Daniel Brebner, commodities analyst at Deutsche Bank, says silver investors “don’t like where their country is going – particularly in the US but elsewhere as well.

“They are looking at other political alternatives, but they’re also looking at diversifying away from conventional assets they’ve held in the past.”

Nowhere is the unbridled enthusiasm for silver clearer than at the level of coins and small bars – the type of product most accessible to smaller investors. All the world’s top mints are selling silver coins at record pace: the US Mint has sold 12.4m ounces of silver American Eagles in the first three months of the year – equivalent to about 6 per cent of quarterly global mine output.

David Madge, head of bullion sales at the Royal Canadian Mint, says sales of silver Maple Leaf coins “remain robust with demand still exceeding our supply”.

The level of demand means dealers are sold out of popular products. “Anything you can get right now you can sell,” says Michael Kramer, president of Manfra, Tordella & Brookes, a New York-based coin dealership. “If I want to, I can sell my [weekly] allocation in five minutes.”

The level of demand for products such as 100 ounce bars and silver American Eagles has caused premiums – the cost of particular products over and above the value of the metal they contain – to jump to the highest levels since 2008, dealers said.

Problems to solve:
1 > Answer these questions using the excerpt on silver demand:
(a) What job and employer does the excerpt give for Daniel Brebner?
(b) How many ounces of silver American Eagles did the US Mint sell in the first three months of the year?
(c) Since what year had premiums not been as high, according to dealers?
2 > Print the stretch of the excerpt on silver demand from "Daniel Brebner, commodities" through "global mine output.".
The entries that follow are separate material and are not connected to the excerpt on silver demand.

Extracted data:
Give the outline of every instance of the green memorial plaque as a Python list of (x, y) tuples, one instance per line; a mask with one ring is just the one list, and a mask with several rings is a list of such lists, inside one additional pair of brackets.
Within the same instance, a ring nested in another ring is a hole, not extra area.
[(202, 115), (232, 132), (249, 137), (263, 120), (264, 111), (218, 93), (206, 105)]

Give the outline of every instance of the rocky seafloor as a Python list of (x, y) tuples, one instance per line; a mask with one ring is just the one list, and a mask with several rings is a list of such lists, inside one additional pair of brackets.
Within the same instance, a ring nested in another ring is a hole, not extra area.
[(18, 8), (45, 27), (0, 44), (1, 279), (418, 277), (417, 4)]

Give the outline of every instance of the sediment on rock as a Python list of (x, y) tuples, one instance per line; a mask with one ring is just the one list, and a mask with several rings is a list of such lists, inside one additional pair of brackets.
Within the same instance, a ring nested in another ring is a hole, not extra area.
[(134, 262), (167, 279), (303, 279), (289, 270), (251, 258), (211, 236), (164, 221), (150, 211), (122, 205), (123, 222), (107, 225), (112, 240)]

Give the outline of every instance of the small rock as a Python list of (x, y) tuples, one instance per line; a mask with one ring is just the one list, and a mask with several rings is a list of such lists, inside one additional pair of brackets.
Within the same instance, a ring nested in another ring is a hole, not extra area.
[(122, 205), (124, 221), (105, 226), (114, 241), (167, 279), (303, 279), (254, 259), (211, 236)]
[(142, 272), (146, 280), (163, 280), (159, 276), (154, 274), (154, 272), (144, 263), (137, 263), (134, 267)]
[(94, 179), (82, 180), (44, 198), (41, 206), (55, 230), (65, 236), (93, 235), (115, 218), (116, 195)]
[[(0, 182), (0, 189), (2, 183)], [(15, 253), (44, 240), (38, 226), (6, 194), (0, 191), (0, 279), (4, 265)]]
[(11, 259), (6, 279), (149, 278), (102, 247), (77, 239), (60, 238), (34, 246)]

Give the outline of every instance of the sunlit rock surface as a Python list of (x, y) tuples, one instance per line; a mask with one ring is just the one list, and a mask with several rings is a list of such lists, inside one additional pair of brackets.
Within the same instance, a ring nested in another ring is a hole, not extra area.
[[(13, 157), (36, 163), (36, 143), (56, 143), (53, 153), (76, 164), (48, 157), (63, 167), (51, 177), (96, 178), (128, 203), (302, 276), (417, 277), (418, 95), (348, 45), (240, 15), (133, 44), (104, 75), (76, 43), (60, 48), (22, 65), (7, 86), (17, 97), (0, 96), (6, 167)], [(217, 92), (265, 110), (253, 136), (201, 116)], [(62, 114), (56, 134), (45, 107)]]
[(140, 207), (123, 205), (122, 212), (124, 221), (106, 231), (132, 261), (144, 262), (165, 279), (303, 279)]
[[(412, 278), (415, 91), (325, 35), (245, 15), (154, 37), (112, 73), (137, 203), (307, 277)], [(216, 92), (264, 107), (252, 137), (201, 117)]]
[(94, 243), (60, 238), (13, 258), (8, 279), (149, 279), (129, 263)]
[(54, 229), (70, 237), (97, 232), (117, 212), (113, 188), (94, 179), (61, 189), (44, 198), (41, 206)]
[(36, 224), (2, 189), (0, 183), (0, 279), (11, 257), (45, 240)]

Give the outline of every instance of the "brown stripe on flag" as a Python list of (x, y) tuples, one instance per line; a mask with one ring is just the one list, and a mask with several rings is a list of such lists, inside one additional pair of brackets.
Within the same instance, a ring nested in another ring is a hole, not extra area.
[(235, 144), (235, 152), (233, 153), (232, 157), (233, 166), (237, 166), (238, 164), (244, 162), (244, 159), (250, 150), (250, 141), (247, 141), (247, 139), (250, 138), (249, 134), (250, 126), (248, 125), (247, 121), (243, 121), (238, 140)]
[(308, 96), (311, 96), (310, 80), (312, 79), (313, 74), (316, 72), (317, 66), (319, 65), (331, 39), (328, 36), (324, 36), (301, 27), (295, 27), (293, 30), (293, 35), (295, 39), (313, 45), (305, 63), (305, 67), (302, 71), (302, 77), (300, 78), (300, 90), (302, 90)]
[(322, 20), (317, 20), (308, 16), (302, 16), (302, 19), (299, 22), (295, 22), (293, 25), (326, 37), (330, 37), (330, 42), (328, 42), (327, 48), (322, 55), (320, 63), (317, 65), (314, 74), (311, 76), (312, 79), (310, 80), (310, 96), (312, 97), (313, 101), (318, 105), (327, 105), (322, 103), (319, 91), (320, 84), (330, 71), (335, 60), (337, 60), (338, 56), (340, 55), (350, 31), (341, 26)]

Answers to each task:
1 >
(a) He is a commodities analyst at Deutsche Bank.
(b) It sold 12.4m ounces.
(c) 2008

2 >
Daniel Brebner, commodities analyst at Deutsche Bank, says silver investors “don’t like where their country is going – particularly in the US but elsewhere as well.

“They are looking at other political alternatives, but they’re also looking at diversifying away from conventional assets they’ve held in the past.”

Nowhere is the unbridled enthusiasm for silver clearer than at the level of coins and small bars – the type of product most accessible to smaller investors. All the world’s top mints are selling silver coins at record pace: the US Mint has sold 12.4m ounces of silver American Eagles in the first three months of the year – equivalent to about 6 per cent of quarterly global mine output.